#### What is needed
An exact transcription of every entry is required. Images are not part of it.

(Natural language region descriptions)
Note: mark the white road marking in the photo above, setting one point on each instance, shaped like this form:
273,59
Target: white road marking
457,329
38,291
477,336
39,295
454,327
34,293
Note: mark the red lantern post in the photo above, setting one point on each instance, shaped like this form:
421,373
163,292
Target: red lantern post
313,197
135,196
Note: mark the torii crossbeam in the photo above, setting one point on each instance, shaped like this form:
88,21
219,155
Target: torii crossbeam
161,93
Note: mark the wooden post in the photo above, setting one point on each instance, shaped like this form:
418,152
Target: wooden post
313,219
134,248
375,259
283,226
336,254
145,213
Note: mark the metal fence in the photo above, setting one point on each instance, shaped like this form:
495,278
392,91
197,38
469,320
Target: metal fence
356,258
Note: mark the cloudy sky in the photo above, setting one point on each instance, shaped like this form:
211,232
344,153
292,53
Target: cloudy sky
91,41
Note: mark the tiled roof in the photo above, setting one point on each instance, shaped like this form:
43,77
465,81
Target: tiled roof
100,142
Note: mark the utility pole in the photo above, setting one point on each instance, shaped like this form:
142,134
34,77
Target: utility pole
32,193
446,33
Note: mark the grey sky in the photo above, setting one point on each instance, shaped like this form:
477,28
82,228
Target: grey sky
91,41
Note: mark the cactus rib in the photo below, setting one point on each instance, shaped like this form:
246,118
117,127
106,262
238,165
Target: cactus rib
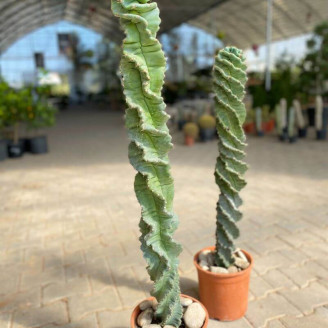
229,75
143,67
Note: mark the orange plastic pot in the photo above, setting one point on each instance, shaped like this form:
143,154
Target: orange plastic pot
225,296
136,312
189,141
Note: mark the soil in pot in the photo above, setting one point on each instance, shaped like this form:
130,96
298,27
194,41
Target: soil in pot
39,145
224,292
15,150
195,314
302,132
189,141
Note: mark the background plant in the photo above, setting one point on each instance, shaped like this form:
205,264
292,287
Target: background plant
229,76
314,67
143,66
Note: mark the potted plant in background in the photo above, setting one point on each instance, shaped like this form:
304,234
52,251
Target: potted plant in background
302,130
291,125
39,115
191,133
3,119
15,105
223,270
143,67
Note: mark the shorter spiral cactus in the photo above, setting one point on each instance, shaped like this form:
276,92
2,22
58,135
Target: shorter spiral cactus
230,77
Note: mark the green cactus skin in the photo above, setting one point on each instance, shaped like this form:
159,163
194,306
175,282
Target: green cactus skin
229,75
143,67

#### Expected answer
Note: mark the white road marking in the photo above, setting one point on each instance, shaped like this form:
273,59
Target: white road marking
457,329
38,291
477,336
39,295
454,327
34,293
Note: mark the red lantern post in the photo above, setting one point on each instance, shaped like this form:
421,373
163,292
Target: red lantern post
313,197
135,196
Note: mark the torii crossbeam in the photo above, setting one point on each instance, shaped like this form:
88,21
219,155
Target: torii crossbeam
161,93
Note: mark the wooden post in the photo above, setting one point on each instance, shaped like this form:
418,152
Target: wooden post
313,219
134,248
375,259
283,226
336,254
145,213
Note: mark the metal fence in the photo above, setting one point on each instance, shaped like this form:
495,278
392,91
197,38
469,320
Target: metal fence
356,258
Note: mark the cloudy sky in the photo above, setting one point on each instance, shaped like this form:
211,232
344,153
292,53
Target: cloudy sky
91,41
Note: mark the tiled roof in the photo above, setting one point on each instance, shaped like this form:
43,77
465,81
Target: tiled roof
100,142
Note: mark the utility pole in the photo above, setting one point on each instance, shaped like this form:
142,134
34,77
Target: utility pole
32,193
446,33
Note: mark the grey sky in the photo above, setting one point on each instance, shaped like this form:
477,28
82,228
Target: grey sky
91,41
Note: mark the cactus rib in the photo below, setting one point on each instance, shaped like this form:
246,118
117,127
106,262
238,165
Target: cactus rib
229,75
143,67
Note: mark the orange plastic pot in the photo above, setting one point on each instance, shaped like this form:
143,154
Target: orange plastic pot
225,296
136,312
189,141
Note: mark the soil in pot in the photo above, setting one point on each instance, shaped like this form:
130,96
298,27
194,41
Target: soil in pot
39,145
224,292
15,150
195,314
302,132
189,141
Note: mark the background plant in the photo above, setting one point on each instance, shaped like this form:
205,264
292,287
Target: background plant
229,76
314,67
143,66
Note: mark the potted plant in background in the photo above, setting one point on each instance, shaped like this form:
304,234
52,251
Target: potted plant in background
302,130
291,125
39,115
191,133
3,119
15,105
223,270
143,67
Note: mark the shorter spiral cactus in the photo above, setting one point on each instance, shaped like this form:
276,92
2,22
58,135
Target: shorter spiral cactus
230,77
Note: mark the green cactus skin in the photo above, setting one point on each instance, shaped like this form:
159,163
194,306
175,282
Target: green cactus skin
229,75
143,67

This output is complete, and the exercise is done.